**Data entries**
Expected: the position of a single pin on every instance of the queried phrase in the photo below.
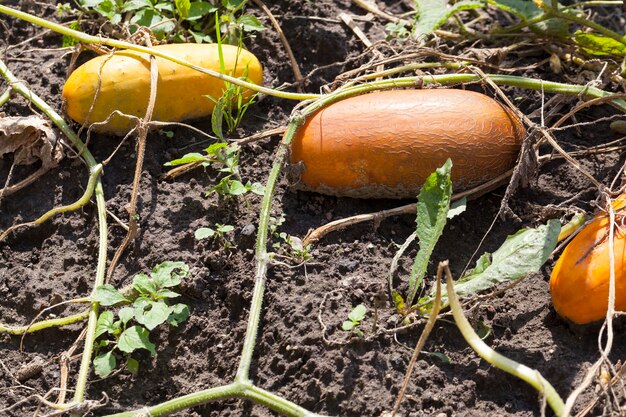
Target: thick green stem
(102, 225)
(45, 324)
(529, 375)
(90, 337)
(88, 39)
(5, 96)
(262, 257)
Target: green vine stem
(45, 324)
(242, 377)
(234, 390)
(89, 39)
(93, 166)
(528, 375)
(5, 96)
(94, 174)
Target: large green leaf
(432, 210)
(431, 14)
(135, 337)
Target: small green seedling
(297, 251)
(216, 234)
(173, 20)
(144, 307)
(225, 159)
(355, 318)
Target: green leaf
(199, 9)
(135, 337)
(186, 159)
(204, 233)
(457, 208)
(125, 314)
(132, 365)
(105, 323)
(358, 313)
(237, 188)
(250, 23)
(257, 188)
(104, 364)
(152, 314)
(432, 210)
(398, 301)
(183, 7)
(521, 253)
(599, 45)
(132, 5)
(348, 325)
(165, 293)
(179, 314)
(214, 149)
(144, 285)
(217, 118)
(523, 9)
(225, 228)
(107, 295)
(169, 273)
(200, 37)
(431, 14)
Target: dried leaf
(30, 139)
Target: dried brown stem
(423, 337)
(294, 64)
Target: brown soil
(56, 261)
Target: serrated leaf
(125, 314)
(166, 293)
(104, 364)
(187, 159)
(152, 314)
(457, 208)
(132, 365)
(521, 254)
(599, 45)
(107, 295)
(214, 148)
(347, 325)
(203, 233)
(144, 285)
(169, 273)
(358, 313)
(431, 14)
(179, 314)
(135, 337)
(432, 210)
(105, 323)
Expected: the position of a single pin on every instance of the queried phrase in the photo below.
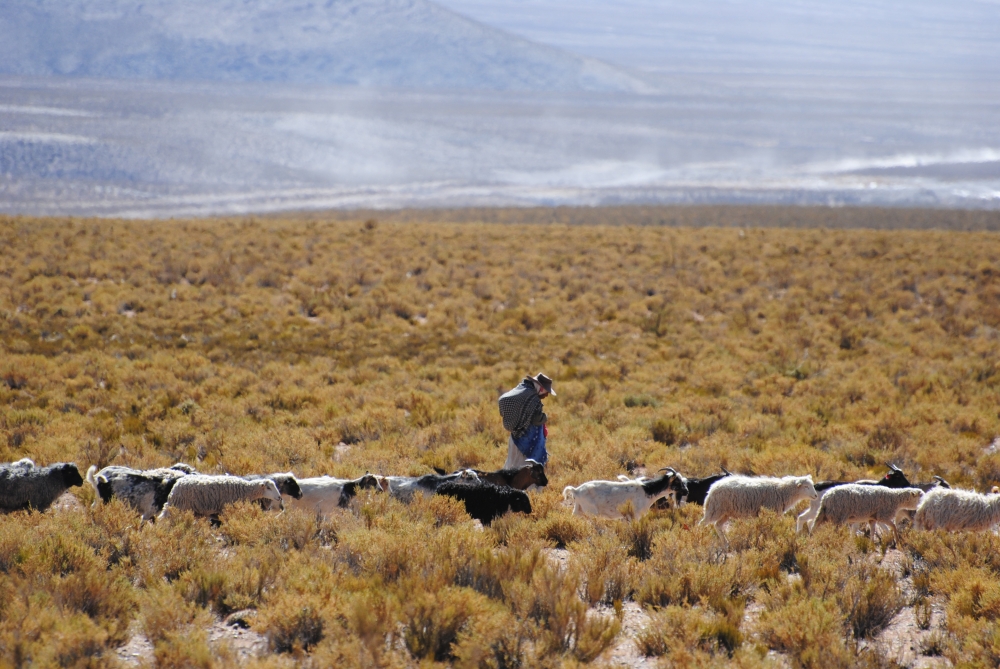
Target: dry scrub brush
(335, 347)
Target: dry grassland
(339, 346)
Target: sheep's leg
(722, 535)
(807, 516)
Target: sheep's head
(269, 490)
(70, 474)
(895, 478)
(521, 504)
(369, 481)
(535, 472)
(805, 486)
(913, 498)
(287, 485)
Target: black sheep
(31, 487)
(485, 501)
(698, 488)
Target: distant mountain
(377, 43)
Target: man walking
(521, 410)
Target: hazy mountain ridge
(377, 43)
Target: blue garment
(532, 444)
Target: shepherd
(521, 410)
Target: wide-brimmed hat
(544, 382)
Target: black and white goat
(894, 478)
(23, 485)
(607, 498)
(145, 490)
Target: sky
(902, 38)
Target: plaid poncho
(518, 406)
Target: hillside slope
(394, 43)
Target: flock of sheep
(156, 493)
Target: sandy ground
(902, 642)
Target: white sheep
(208, 495)
(607, 498)
(857, 503)
(956, 510)
(744, 496)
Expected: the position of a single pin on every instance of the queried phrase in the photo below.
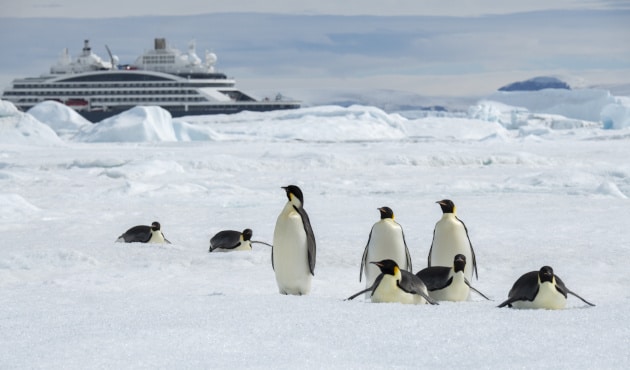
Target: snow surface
(530, 191)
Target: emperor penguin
(232, 240)
(386, 241)
(448, 283)
(539, 289)
(396, 285)
(450, 238)
(144, 234)
(293, 250)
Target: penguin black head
(247, 234)
(459, 263)
(386, 212)
(447, 205)
(545, 274)
(389, 267)
(296, 191)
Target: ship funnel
(160, 43)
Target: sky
(463, 48)
(122, 8)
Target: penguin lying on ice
(232, 240)
(396, 285)
(448, 283)
(539, 289)
(144, 234)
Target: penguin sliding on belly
(386, 241)
(539, 289)
(144, 234)
(293, 250)
(450, 238)
(396, 285)
(232, 240)
(448, 283)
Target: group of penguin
(386, 262)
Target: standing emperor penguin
(386, 241)
(450, 238)
(293, 250)
(539, 289)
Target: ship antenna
(111, 57)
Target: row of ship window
(104, 92)
(116, 85)
(154, 99)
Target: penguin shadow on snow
(232, 240)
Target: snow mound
(513, 118)
(139, 124)
(144, 124)
(61, 118)
(583, 104)
(314, 124)
(21, 128)
(536, 83)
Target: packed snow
(535, 184)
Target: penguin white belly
(290, 254)
(156, 237)
(386, 242)
(548, 297)
(449, 240)
(388, 291)
(457, 291)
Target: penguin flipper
(310, 238)
(407, 255)
(564, 290)
(259, 242)
(359, 293)
(377, 281)
(508, 302)
(364, 258)
(435, 278)
(472, 251)
(431, 250)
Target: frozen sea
(535, 186)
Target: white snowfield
(534, 188)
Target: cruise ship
(181, 83)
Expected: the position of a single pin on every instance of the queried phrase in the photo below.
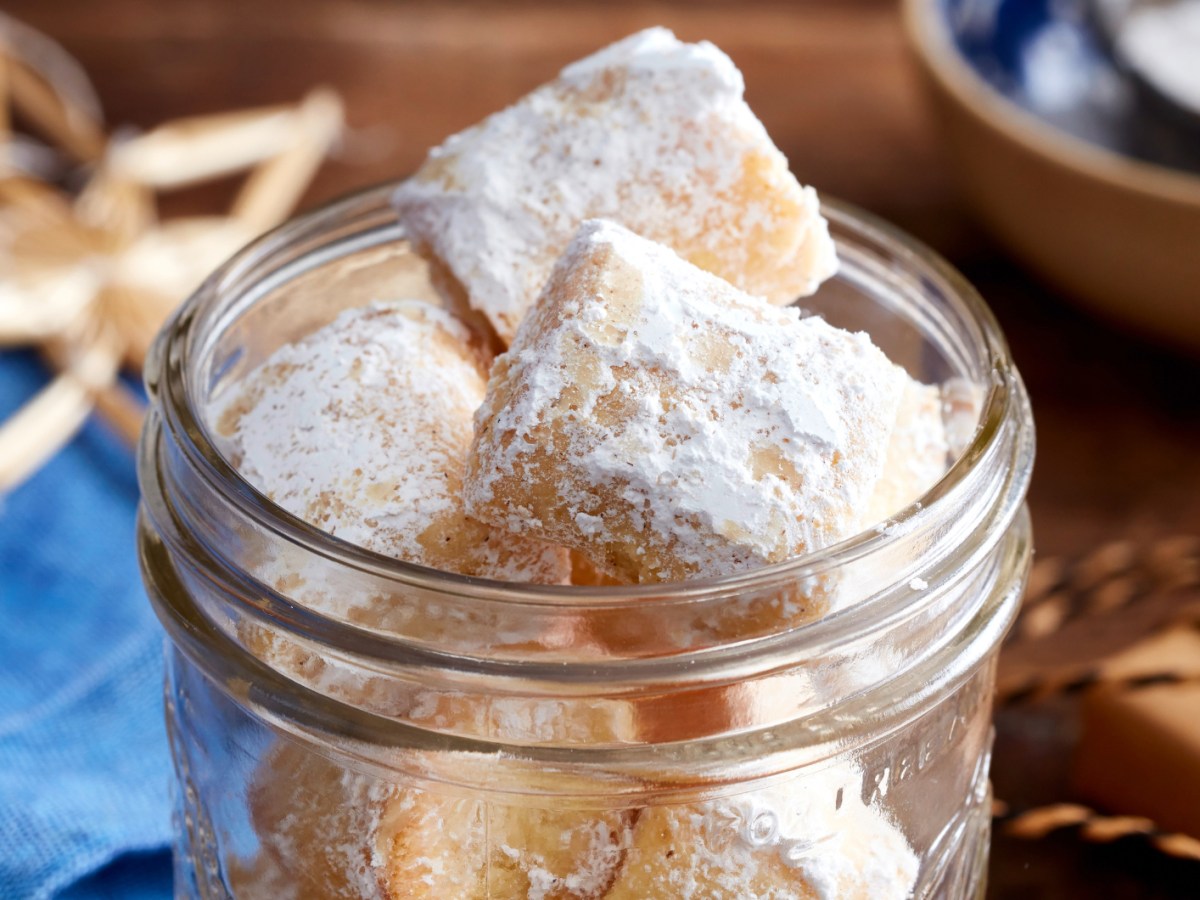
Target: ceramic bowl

**What is being asked**
Copy out verbatim everything in the listing above, from the line containing "Target: flock of sheep" down to the final line, both included. Leave out the pictures.

**Exercise output**
Target: flock of sheep
(156, 493)
Target: sandy ground
(902, 642)
Target: white sheep
(208, 495)
(607, 498)
(857, 503)
(956, 510)
(744, 496)
Expected: the position of a single pin on every instance of the queried phrase in the photo below.
Target: snow surface
(530, 191)
Target: emperor penguin
(232, 240)
(386, 241)
(448, 283)
(539, 289)
(396, 285)
(450, 238)
(144, 234)
(293, 250)
Target: penguin black head
(247, 234)
(459, 263)
(386, 212)
(447, 205)
(545, 274)
(389, 267)
(296, 191)
Target: ship funnel
(160, 43)
Target: sky
(463, 48)
(122, 8)
Target: penguin lying on ice
(232, 240)
(396, 285)
(448, 283)
(539, 289)
(144, 234)
Target: penguin sliding on belly
(386, 241)
(539, 289)
(144, 234)
(293, 250)
(450, 238)
(396, 285)
(232, 240)
(448, 283)
Target: group of penguin
(386, 262)
Target: standing emperor penguin
(386, 241)
(450, 238)
(293, 250)
(539, 289)
Target: ship antenna
(111, 57)
Target: row of ship window
(104, 92)
(116, 85)
(154, 99)
Target: penguin shadow on snow
(232, 240)
Target: snow mound
(513, 118)
(139, 124)
(144, 124)
(61, 118)
(583, 104)
(314, 124)
(21, 128)
(536, 83)
Target: packed snow
(535, 184)
Target: penguin white belly
(290, 254)
(156, 237)
(386, 242)
(548, 297)
(449, 240)
(388, 291)
(457, 291)
Target: penguin flipper
(310, 238)
(407, 255)
(564, 290)
(259, 242)
(359, 293)
(377, 281)
(508, 302)
(364, 258)
(435, 278)
(472, 251)
(431, 250)
Target: frozen sea
(535, 186)
Target: white snowfield
(534, 188)
Target: cruise ship
(181, 83)
Expected: the position of a single pin on every instance of the queried phrase in the photo below.
Target: ceramic bowl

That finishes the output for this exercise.